Exercise aim => First find the line containing "box: [1183, 412, 1201, 441]" in the data, then set it down exactly along with every line after it, through the last.

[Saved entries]
--------------------------------------------------

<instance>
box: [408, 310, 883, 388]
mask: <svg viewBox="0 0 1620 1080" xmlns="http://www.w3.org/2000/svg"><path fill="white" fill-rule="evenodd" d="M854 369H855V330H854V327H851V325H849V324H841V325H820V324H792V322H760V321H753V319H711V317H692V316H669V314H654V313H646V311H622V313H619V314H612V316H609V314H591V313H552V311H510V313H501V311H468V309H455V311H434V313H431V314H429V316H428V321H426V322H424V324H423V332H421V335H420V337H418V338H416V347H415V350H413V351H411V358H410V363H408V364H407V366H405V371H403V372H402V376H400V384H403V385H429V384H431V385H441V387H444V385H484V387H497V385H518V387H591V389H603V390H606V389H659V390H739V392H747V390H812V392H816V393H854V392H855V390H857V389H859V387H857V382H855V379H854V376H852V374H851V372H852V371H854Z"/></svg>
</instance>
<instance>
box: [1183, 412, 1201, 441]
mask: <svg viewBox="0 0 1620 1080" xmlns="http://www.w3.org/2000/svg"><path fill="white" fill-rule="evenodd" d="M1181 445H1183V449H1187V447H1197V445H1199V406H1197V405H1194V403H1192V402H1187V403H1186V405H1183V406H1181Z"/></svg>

--------------------------------------------------

Response area =>
box: [1183, 412, 1201, 441]
mask: <svg viewBox="0 0 1620 1080" xmlns="http://www.w3.org/2000/svg"><path fill="white" fill-rule="evenodd" d="M1181 445H1183V449H1187V447H1197V445H1199V406H1197V405H1194V403H1192V402H1187V403H1186V405H1183V406H1181Z"/></svg>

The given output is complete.